Problem details =>
Repeat the material in full. Keep every line exactly as it is.

***** Stored data *****

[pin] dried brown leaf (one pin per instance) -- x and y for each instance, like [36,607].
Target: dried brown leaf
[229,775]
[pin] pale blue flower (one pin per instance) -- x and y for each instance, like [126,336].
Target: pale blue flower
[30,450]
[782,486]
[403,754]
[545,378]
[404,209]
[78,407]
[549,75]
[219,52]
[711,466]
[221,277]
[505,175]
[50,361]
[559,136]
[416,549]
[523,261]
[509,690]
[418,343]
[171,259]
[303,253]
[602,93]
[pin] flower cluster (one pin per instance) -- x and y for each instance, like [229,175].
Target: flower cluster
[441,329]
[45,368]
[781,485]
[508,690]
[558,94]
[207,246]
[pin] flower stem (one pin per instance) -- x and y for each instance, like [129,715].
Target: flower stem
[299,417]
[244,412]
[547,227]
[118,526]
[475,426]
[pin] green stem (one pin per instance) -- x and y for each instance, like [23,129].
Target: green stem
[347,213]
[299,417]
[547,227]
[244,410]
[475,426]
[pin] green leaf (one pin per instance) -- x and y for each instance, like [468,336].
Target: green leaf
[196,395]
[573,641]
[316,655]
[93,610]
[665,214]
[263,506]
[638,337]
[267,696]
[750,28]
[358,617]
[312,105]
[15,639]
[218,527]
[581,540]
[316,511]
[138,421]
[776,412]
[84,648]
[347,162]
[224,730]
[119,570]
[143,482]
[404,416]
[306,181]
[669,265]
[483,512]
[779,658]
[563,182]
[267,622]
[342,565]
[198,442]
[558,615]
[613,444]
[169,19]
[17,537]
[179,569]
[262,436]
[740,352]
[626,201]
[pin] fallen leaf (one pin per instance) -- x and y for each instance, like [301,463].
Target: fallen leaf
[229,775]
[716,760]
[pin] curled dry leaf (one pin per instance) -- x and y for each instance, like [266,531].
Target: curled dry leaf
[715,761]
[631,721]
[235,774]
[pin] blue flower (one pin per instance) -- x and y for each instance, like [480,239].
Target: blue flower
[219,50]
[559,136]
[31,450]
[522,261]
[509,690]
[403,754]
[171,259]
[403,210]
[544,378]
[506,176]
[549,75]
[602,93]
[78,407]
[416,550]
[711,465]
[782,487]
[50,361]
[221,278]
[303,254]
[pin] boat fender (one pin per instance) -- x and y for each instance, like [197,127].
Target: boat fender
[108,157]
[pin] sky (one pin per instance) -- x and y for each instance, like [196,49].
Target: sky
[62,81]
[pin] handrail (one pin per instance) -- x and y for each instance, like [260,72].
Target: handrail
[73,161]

*****

Result of the exercise =>
[pin] dried brown leaf (one pin per instance) -- x and y for each instance, like [36,607].
Target: dried brown leaf
[229,775]
[pin] pale blue flower (one pin per instance) -- x and y for each instance, like [126,336].
Target: pale blue flower
[30,450]
[782,486]
[403,754]
[545,378]
[404,209]
[78,407]
[549,75]
[219,52]
[711,466]
[221,277]
[505,175]
[50,361]
[559,136]
[416,549]
[523,261]
[509,690]
[418,343]
[171,259]
[303,253]
[602,93]
[pin] flower cluster (one pin per instance) -- x and y for each instance, like [229,175].
Target: flower cluster
[441,329]
[45,368]
[781,485]
[508,690]
[558,94]
[207,246]
[pin] flower stem (one pin per instance) -- x and y for each instance, like [129,715].
Target: flower stem
[299,417]
[244,412]
[547,227]
[118,526]
[475,426]
[pin] green stem (one pin per instance) -- x and y for each instance, like [23,129].
Target: green stem
[347,213]
[299,417]
[547,227]
[244,410]
[475,426]
[pin] green leaf (one pin per instance) -- x and y for each instance, like [468,336].
Target: green leaf
[196,395]
[573,641]
[316,655]
[93,610]
[665,214]
[263,506]
[638,337]
[267,696]
[750,28]
[358,617]
[312,105]
[15,639]
[218,527]
[581,540]
[316,511]
[138,421]
[776,412]
[84,648]
[347,162]
[224,730]
[119,570]
[143,482]
[404,416]
[306,181]
[669,265]
[483,512]
[779,658]
[563,182]
[267,622]
[342,565]
[198,442]
[558,615]
[613,444]
[169,19]
[17,537]
[179,569]
[262,436]
[740,352]
[626,201]
[pin] fallen leaf (one pin per instance) -- x and y for each instance, like [301,463].
Target: fallen leaf
[229,775]
[716,760]
[pin] curled dry leaf (one pin per instance) -- x and y for each instance, like [266,531].
Target: curled dry leaf
[715,761]
[631,721]
[235,774]
[pin] blue flower (one pin per instance) -- x and y for each instance, like [480,239].
Target: blue flower
[219,50]
[559,136]
[31,450]
[522,261]
[509,690]
[403,754]
[171,259]
[403,210]
[544,378]
[506,176]
[549,75]
[602,93]
[78,407]
[416,550]
[711,465]
[782,487]
[50,361]
[221,278]
[303,254]
[pin] boat fender (one pin per instance) -- x and y for each instance, like [197,127].
Target: boat fender
[108,157]
[pin] sky (one pin per instance) -- x and y for each instance, like [196,49].
Target: sky
[62,81]
[pin] handrail (one pin per instance) -- x and y for each instance, like [260,72].
Target: handrail
[73,161]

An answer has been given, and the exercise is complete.